Posted: December 20, 2022
With the holiday season in full swing, residents of Holly Creek Life Plan Community in Centennial have been leading the charge by putting their attitude of gratitude into action.
Neighbors are creating special opportunities to give this season — both together, and in their own unique ways, for the greater community outside the walls of Holly Creek.
In November, residents at Holly Creek rang in the season by giving the gift of Christmas. Around 20 community residents gathered to pack a hundred shoe boxes with toys, school supplies, and other necessities as part of Operation Christmas Child. The boxes will go to 10- to 14-year-old boys, the group with the greatest need. The Holly Creek neighbors donated funds for the items and turned out to personally label and fill the boxes.
“We have frisbees, backpacks, hats, crayons, pencils and yo-yos,” shared one project volunteer. It’s not hard to imagine the box’s recipients being delighted with the funny socks and light-up footballs, and it’s clear that the neighbors are thrilled to help spread Christmas cheer.
Earlier that month, the community also held a bazaar to raise funds for key programs. The community’s resident-led Needles and Threads group sold a selection of hand-crafted yarn pumpkins, potholders and knitted coasters at the bazaar to purchase more materials for the group, which knits sweaters, hoodies and blanket sets for newborns in need year-round. It has racked up an impressive 2,000 volunteer hours this year alone. Similarly, the Suites at Holly Creek sold herb seeds, herb-infused oil, and lavender and chamomile-based teas from herbs grown in their own garden to raise funds for Freedom Service Dogs to help veterans.
Many residents have found unique and individual ways to give as well. Resident Mill Erhardt is a great example, having been involved with the local Assistance League of Denver for nearly four decades, where she has volunteered in every program. Currently, she deals in Christmas at the league’s thrift shop.

> Extracted entries

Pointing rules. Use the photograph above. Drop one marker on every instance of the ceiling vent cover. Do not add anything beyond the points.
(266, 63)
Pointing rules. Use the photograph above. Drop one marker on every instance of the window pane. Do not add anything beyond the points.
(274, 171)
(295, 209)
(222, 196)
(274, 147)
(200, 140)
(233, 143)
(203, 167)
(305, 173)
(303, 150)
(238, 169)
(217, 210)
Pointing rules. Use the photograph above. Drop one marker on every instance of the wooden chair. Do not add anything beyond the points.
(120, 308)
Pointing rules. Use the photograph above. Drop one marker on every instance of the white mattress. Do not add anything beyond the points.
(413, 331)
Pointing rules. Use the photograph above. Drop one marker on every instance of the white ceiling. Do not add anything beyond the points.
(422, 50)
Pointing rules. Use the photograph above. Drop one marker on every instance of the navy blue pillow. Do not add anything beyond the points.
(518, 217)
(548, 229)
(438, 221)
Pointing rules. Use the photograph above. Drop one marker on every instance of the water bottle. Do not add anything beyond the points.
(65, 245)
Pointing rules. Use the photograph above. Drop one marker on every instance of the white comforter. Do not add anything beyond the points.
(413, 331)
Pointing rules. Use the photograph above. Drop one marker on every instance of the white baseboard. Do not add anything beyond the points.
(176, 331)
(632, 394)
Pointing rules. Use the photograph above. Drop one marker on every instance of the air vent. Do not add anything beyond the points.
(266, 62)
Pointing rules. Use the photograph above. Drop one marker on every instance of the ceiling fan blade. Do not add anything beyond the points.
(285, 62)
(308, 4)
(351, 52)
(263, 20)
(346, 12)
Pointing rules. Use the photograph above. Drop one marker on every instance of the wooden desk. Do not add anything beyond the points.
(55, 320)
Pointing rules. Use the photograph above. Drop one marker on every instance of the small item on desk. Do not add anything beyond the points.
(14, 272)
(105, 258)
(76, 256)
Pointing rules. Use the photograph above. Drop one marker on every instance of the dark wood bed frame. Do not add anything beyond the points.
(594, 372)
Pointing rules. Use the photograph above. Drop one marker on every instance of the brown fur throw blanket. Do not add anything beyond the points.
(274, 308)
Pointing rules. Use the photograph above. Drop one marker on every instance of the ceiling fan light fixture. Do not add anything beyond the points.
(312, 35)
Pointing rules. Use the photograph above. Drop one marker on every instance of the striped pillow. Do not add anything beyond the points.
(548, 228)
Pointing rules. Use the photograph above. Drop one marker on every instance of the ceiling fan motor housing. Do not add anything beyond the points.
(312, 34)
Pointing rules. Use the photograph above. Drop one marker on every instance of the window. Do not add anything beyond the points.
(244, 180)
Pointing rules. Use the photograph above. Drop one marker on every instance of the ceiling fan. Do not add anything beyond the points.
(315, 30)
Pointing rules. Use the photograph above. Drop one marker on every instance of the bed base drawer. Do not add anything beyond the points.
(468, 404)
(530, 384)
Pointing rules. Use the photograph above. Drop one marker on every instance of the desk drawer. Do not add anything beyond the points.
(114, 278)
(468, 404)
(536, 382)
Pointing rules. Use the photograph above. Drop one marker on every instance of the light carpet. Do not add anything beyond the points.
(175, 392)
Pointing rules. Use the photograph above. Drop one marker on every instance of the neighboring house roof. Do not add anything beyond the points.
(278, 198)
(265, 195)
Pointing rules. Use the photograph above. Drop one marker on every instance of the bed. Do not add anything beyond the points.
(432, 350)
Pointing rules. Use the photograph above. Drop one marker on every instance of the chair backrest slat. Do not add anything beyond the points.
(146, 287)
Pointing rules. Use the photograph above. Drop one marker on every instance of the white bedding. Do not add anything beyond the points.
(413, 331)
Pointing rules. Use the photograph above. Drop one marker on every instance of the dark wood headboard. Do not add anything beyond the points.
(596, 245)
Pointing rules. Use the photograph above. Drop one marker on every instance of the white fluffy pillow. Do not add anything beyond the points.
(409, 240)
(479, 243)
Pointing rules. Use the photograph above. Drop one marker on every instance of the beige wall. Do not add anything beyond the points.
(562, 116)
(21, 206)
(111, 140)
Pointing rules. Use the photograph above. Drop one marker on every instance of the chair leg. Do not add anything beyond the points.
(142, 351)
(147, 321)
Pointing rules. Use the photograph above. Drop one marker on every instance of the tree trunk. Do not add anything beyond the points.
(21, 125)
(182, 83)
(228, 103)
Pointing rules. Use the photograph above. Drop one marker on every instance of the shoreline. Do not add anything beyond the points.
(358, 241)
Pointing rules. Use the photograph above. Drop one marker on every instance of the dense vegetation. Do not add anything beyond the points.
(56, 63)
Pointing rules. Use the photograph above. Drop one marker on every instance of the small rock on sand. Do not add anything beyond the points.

> Exercise requirements
1. Write out the Holly Creek article word for word, everything from "Posted: December 20, 2022" down to "fill the boxes.".
2. In the Holly Creek article, list the items that the project volunteer names in the quote about what the shoe boxes hold.
3. Extend the Holly Creek holiday-giving article past its final sentence.
The data have nothing to do with the Holly Creek article.

> Answers by item
1.
Posted: December 20, 2022
With the holiday season in full swing, residents of Holly Creek Life Plan Community in Centennial have been leading the charge by putting their attitude of gratitude into action.
Neighbors are creating special opportunities to give this season — both together, and in their own unique ways, for the greater community outside the walls of Holly Creek.
In November, residents at Holly Creek rang in the season by giving the gift of Christmas. Around 20 community residents gathered to pack a hundred shoe boxes with toys, school supplies, and other necessities as part of Operation Christmas Child. The boxes will go to 10- to 14-year-old boys, the group with the greatest need. The Holly Creek neighbors donated funds for the items and turned out to personally label and fill the boxes.

2. frisbees, backpacks, hats, crayons, pencils, yo-yos

3.
“We work 12 months out of the year on Christmas,” she explained. “Our Christmas opens Nov. 3, and we always have a line to get in. A lot of what we offer are wreaths and tabletop items donated to us by people who no longer have a need for them or are getting rid of a grandparent’s belongings. Everything that comes in, we adjust, re-fluff and re-design them to give them a new life. And our ornament collection is absolutely massive — a wonderful resource.”
Proceeds from the thrift shop go to supporting the Assistance League’s other community initiatives across the city, including its art, music and ESL for parents programs and hospital lending HELP program, which provides healthcare-related items from walkers to bath benches. One of Erhardt’s neighbors at Holly Creek makes bags for the league’s Assault Survivor Kits provided to hospitals around the Metro area.
“I love what we do, and I love the people I meet,” said Erhardt. “It’s a wonderful opportunity to serve and share ideas—it’s something meaningful to talk about beyond ourselves.”
According to Holly Creek Volunteer Specialist Becky Stouder, the exceptional response to the box project, the tremendous turnout to help at the bazaar and individual volunteering all point to a deeper truth about the community.
“Our residents are kind, generous and proactive. When there is a need, they like to be part of the solution,” she explained. “They enjoy working together on common projects for the benefit of those in need — especially at the holidays.”